── Dataset excerpts
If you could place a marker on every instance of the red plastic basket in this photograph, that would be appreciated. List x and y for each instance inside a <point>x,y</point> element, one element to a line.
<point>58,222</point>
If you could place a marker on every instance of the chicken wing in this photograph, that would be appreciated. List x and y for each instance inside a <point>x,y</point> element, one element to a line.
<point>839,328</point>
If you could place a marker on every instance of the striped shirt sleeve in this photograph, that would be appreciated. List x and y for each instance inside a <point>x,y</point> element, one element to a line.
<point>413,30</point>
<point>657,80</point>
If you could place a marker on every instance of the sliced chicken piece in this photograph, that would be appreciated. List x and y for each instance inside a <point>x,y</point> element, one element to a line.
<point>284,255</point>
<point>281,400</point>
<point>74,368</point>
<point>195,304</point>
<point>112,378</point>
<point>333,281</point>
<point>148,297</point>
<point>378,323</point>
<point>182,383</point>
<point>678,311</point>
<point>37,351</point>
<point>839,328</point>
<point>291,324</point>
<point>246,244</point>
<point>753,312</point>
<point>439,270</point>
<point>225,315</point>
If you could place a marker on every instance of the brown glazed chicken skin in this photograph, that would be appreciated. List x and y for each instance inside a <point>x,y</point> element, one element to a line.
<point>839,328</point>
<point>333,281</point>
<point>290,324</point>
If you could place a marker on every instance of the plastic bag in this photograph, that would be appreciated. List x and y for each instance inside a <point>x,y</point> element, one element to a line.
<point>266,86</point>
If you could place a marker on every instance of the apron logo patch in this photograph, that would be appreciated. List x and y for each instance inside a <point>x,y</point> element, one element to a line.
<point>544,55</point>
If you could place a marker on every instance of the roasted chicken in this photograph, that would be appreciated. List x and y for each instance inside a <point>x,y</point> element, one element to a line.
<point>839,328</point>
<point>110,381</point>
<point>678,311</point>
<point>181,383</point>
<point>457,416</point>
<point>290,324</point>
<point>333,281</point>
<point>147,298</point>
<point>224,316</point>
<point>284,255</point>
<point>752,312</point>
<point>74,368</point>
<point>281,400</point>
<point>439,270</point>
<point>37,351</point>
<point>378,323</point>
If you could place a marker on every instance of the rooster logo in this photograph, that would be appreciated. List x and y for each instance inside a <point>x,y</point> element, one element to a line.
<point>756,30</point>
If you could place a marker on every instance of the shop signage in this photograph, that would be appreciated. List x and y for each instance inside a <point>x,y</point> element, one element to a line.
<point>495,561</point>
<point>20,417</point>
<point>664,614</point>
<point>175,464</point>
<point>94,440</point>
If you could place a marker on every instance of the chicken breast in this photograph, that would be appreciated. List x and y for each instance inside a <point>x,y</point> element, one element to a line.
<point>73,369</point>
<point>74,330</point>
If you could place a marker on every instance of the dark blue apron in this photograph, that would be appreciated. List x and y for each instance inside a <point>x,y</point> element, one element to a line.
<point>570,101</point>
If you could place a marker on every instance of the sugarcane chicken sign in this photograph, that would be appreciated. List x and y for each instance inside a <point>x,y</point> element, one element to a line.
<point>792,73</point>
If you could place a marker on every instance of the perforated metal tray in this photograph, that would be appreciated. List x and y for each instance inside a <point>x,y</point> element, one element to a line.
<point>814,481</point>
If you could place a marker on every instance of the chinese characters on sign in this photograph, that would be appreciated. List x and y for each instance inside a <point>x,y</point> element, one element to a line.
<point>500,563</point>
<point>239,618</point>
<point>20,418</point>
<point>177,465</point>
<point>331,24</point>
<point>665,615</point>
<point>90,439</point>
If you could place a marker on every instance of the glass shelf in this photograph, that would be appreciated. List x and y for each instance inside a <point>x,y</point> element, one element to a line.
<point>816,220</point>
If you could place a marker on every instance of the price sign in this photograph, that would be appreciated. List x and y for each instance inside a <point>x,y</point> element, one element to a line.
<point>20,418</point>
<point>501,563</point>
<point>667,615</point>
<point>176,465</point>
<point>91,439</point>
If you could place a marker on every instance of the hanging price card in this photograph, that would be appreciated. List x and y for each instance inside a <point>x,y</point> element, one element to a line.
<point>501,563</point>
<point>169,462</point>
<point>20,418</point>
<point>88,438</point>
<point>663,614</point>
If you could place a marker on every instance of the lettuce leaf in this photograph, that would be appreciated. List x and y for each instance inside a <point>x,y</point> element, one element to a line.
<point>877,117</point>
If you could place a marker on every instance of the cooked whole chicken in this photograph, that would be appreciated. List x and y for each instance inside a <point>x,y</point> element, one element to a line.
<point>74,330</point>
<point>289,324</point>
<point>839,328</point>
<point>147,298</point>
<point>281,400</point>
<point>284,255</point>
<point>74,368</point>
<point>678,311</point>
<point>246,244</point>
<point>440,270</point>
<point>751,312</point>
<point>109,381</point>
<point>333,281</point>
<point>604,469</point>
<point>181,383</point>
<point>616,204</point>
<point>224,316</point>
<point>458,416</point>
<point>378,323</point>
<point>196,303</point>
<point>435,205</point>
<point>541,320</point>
────
Take the entries above and transcribe them in full.

If you could place a marker on every instance of the red plastic basket in this photograph, that would be appreciated. List x and y for each instance inside a <point>x,y</point> element, one element to a line.
<point>58,222</point>
If you could place a marker on every instance of the chicken wing in this photograph, that would be appreciated. List x and y for each instance inside a <point>x,y</point> element, one element to a line.
<point>839,328</point>
If you could place a marker on every instance of the striped shirt sleeve in this photograph, that would be appreciated. List x and y for each instance inside a <point>x,y</point> element, one element to a line.
<point>413,30</point>
<point>657,80</point>
If you could place a marker on every instance of the sliced chicken piece in this photograph, that would be appreciated. List x and y for each instance inside a <point>x,y</point> element, one element to a line.
<point>284,255</point>
<point>281,400</point>
<point>74,368</point>
<point>195,304</point>
<point>112,378</point>
<point>333,281</point>
<point>148,297</point>
<point>378,323</point>
<point>182,383</point>
<point>678,311</point>
<point>37,351</point>
<point>839,328</point>
<point>291,324</point>
<point>246,244</point>
<point>753,312</point>
<point>439,270</point>
<point>225,315</point>
If you could place a marker on every instance of the brown glazed chicken skin in this photograph, that would be appreciated. List x and y for each instance inside a <point>x,y</point> element, one element to a line.
<point>839,328</point>
<point>333,281</point>
<point>290,324</point>
If you could place a marker on every instance of the plastic bag in this photograph, that would be appreciated. List x and y for each instance inside a <point>x,y</point> element, one element to a line.
<point>266,86</point>
If you could place a marker on every instance of the apron logo patch in this photograph, that would be appreciated. List x and y for each instance inside a <point>x,y</point> element, one element to a line.
<point>544,55</point>
If you could place a marker on every instance of the roasted chicken in this photograph, that would be appreciated. List x and y for each instance inside a <point>x,y</point> element, one element to a line.
<point>839,328</point>
<point>110,381</point>
<point>678,311</point>
<point>181,383</point>
<point>457,416</point>
<point>290,324</point>
<point>333,281</point>
<point>147,298</point>
<point>224,316</point>
<point>284,255</point>
<point>752,312</point>
<point>74,368</point>
<point>281,400</point>
<point>439,270</point>
<point>37,351</point>
<point>378,323</point>
If you could place a marker on every instance of the rooster logo in this photograph, that would be appreciated. List x and y for each instance inside a <point>x,y</point> element, one element to a line.
<point>756,30</point>
If you could place a marker on every instance of the shop signage in this photograph, that would be appreciated. List x and y for each instance inside a <point>x,y</point> element, one element to a line.
<point>495,561</point>
<point>20,417</point>
<point>664,614</point>
<point>175,464</point>
<point>94,440</point>
If you could place a marker on every instance of the chicken breast in this photograph, that would be appreciated. List x and y for each instance inside a <point>x,y</point> element, one element to a line.
<point>73,369</point>
<point>74,330</point>
If you could place a marker on every instance of the dark blue apron in this photograph, that would be appreciated. List x and y for each instance inside a <point>x,y</point> element, one element to a line.
<point>570,101</point>
If you could place a marker on every instance of the sugarcane chicken sign in this photograph, that would be appreciated. List x and y for each instance inside a <point>x,y</point> element, one element to a line.
<point>792,73</point>
If you could place a marker on every instance of the perforated metal tray in this photograph, that would be appreciated. List x and y for each instance inside a <point>x,y</point> element, one element to a line.
<point>814,481</point>
If you could place a marker on every instance of the chinese characters on sign in this photograph, that would be appreciated. List x and y for each instance inside a <point>x,y</point> element, one element to a line.
<point>500,563</point>
<point>239,618</point>
<point>20,418</point>
<point>177,465</point>
<point>331,24</point>
<point>665,615</point>
<point>90,439</point>
If you could place a marker on every instance of the glass shelf in this photograph, that would be appreciated. List x and y for each instance inside a <point>x,y</point> element, one element to a line.
<point>816,220</point>
If you could place a marker on every instance of the price sign in this photograph, that would be appreciated. List x and y for each instance inside a <point>x,y</point> element, one element to a line.
<point>20,418</point>
<point>501,563</point>
<point>667,615</point>
<point>176,465</point>
<point>91,439</point>
If you could place a marker on every instance of the hanging price card in this photograph, that would be appreciated. List x and y for each instance inside a <point>x,y</point> element, one element to a line.
<point>501,563</point>
<point>169,462</point>
<point>20,418</point>
<point>88,438</point>
<point>663,614</point>
If you could place a marker on every instance of the lettuce leaf in this photograph, that would be appreciated. List x and y for each instance inside a <point>x,y</point> element, one element to a line.
<point>877,117</point>
If you could place a marker on every instance of the cooked whole chicken in this photograph, that would be appreciated. List x and y for each instance inside a <point>x,y</point> element, one element to a line.
<point>74,330</point>
<point>289,324</point>
<point>839,328</point>
<point>147,298</point>
<point>281,400</point>
<point>284,255</point>
<point>74,368</point>
<point>678,311</point>
<point>246,244</point>
<point>440,270</point>
<point>751,312</point>
<point>109,381</point>
<point>333,281</point>
<point>604,469</point>
<point>181,383</point>
<point>616,204</point>
<point>224,316</point>
<point>458,416</point>
<point>378,323</point>
<point>196,303</point>
<point>435,205</point>
<point>541,320</point>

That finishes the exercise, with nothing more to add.